>>>
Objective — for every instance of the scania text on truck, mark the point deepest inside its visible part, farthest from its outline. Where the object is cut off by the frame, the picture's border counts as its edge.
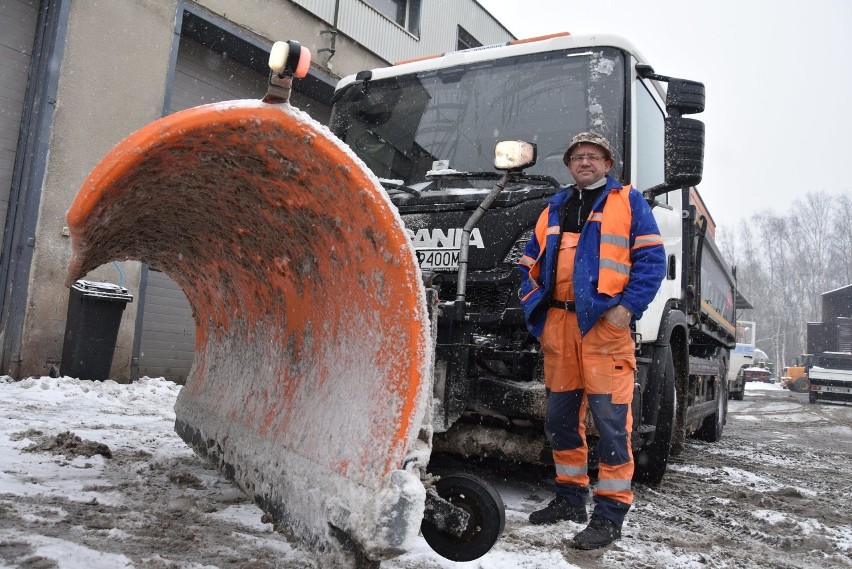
(427, 129)
(829, 363)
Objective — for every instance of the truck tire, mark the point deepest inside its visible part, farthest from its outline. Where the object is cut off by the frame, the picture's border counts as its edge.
(711, 428)
(651, 460)
(739, 392)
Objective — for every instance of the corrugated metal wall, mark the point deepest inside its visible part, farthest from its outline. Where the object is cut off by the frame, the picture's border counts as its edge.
(439, 21)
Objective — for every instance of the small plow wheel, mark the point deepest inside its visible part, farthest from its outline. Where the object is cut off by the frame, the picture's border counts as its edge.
(487, 518)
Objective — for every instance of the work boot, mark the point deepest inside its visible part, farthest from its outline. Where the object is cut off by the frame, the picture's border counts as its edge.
(558, 510)
(599, 533)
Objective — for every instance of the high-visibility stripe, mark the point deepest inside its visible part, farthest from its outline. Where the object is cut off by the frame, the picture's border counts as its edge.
(526, 296)
(617, 240)
(567, 470)
(647, 241)
(614, 267)
(619, 268)
(611, 485)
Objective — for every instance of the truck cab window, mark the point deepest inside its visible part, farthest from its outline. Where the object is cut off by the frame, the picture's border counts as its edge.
(650, 147)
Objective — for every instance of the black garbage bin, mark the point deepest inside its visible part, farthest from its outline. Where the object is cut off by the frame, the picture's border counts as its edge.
(91, 329)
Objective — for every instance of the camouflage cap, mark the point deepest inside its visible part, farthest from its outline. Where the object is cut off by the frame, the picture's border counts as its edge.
(590, 138)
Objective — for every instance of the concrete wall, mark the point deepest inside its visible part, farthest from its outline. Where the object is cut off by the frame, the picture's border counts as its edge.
(112, 81)
(276, 20)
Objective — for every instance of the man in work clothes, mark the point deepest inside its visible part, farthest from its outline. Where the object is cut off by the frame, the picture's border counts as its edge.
(594, 264)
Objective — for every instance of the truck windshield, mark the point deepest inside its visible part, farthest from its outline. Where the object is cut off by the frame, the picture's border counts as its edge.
(450, 119)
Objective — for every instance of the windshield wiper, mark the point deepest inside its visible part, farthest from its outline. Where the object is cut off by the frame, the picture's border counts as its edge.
(398, 185)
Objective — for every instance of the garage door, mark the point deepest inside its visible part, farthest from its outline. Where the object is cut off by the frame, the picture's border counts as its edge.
(167, 345)
(18, 19)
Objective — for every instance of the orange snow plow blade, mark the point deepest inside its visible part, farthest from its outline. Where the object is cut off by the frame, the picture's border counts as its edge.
(313, 352)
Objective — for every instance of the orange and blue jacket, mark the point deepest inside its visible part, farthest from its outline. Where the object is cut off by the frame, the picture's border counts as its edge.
(624, 267)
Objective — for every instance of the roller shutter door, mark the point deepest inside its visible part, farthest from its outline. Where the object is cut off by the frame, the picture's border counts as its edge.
(18, 20)
(167, 345)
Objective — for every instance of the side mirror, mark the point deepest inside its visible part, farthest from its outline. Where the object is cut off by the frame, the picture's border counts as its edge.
(686, 96)
(684, 151)
(514, 155)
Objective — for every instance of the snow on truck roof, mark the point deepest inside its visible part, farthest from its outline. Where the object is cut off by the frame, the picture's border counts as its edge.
(540, 44)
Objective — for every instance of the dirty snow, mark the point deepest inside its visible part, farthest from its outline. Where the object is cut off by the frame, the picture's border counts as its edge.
(774, 492)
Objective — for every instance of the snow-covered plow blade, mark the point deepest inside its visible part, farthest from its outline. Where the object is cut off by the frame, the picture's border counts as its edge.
(313, 351)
<<<
Return every record exactly, minus the pictures.

▶ _Answer to the problem_:
Objective — for every instance of the scania text on truck, mark the point deepest inside its visible part, farthest from its outline. Where the object is cut off by the frame, the picture's border counts as its edge.
(427, 129)
(829, 363)
Objective — for every instance of the truck tire, mark the point deepest inside its visible part, farthest from its outline. Where the object is cut off by the frame, the picture's border counts as its edge.
(711, 428)
(651, 460)
(739, 392)
Objective — for every instance of the corrugated metal wall, mark the point deepest inside its visible part, farthest from its outline. Where the object is cut off by the frame, the picture's border counts as its edge.
(439, 21)
Objective — for every instance of the small plow wheel, mark the point deepest inside its visible part, farthest from its outline. Where the object is cut off by the frame, the picture's border counts as its edge.
(487, 518)
Objective — for every instance of the work boot, mark the point deepest inside its visible part, farthest from its outline. Where the object is cut off by the frame, the picture's border counts as its edge.
(558, 510)
(599, 533)
Objective — for every instance of the high-visibility stripe, mark the point deepest inside its visible part, farthest from its outline. Where the object is cut off by the frame, the picture's border counts as its edge.
(526, 296)
(617, 240)
(567, 470)
(647, 241)
(614, 267)
(619, 268)
(611, 485)
Objective — for every instance of the truck cab window, mark the point deepest inside its visible part, farthest from its outline. Where the object is cut off by the frame, the picture's border counts as its edge.
(650, 147)
Objective — for every instance of the black garbage bin, mark the point deepest inside its visible part, farthest from its outline. Where the object is cut off by the frame, the picture's border counts as its edge.
(91, 329)
Objective — for every instance of the camouflage cap, mark the point deepest inside its visible part, farthest from its outline. Where the object is cut off by the frame, the picture's border counts as its edge.
(590, 138)
Objective — for every instance of the concrete wall, mark the point deepest inside its visible part, farthest from its outline. Where the object is cut off by the frame, the picture's border counts as its edge.
(112, 81)
(276, 20)
Objective — for every instance of the man in work clothes, mark the point deepest inside its visible part, farthest from its outline. Where the object is cut off by the frame, the picture's border counts as its edge.
(594, 264)
Objective — for every instance of the truck windshield, mark the point deepest inside its visible part, farthest from its outline. Where the object is cut off by the frame, the picture's border counts as its edge.
(450, 119)
Objective — for every instance of the windshield wiper, mark the point deepest inside its visible part, farthest from its outline. Where the object is cut off by the frame, the picture's border counts as its edge.
(398, 185)
Objective — for every instance of the garage door, mark the point deepest inside its visible part, farthest from its outline. Where the object is cut off by the frame, the picture's border counts as its edge.
(167, 345)
(18, 19)
Objective — for every instance of the orange snow plow blade, mark the point deepest inside its visible part, farthest from its outline. Where the object is cut off by the frame, the picture's border counts as its edge.
(313, 352)
Objective — for every instance of the orange and blue jacket, mark the point deepest inside its visible part, farthest from its outline. Where the object is cut off by the frame, the picture's border counts as its edge.
(624, 267)
Objective — for every instance of the roller shutter door, mark the point deepest inside its visible part, farthest from its outline. Where the object is cut off by the frame, the picture's border counts as its edge.
(18, 20)
(167, 345)
Objective — for every instance of the side mirror, mark the point deepest inside its visible part, farthest from its outline. Where the object is cut off by the frame, the picture's border counts as its edge.
(686, 96)
(684, 151)
(514, 155)
Objective — for every instance of the snow on truck roof, mark the point deepest inside its visible part, farthest from its outline. Where the object is cut off by the frame, the picture's border counts as its edge.
(540, 44)
Objective — for every instance of the dirty snow, mark the point deepest inside its visible part, farthest from its outline. Where the object is cut off by the frame, the picture's border counts as its edge.
(774, 492)
Objective — for every instance of the snow-covered plow blade, mark the point deepest inside its visible part, farthest from its outline. Where the object is cut off by the frame, the picture's border counts as its edge.
(313, 351)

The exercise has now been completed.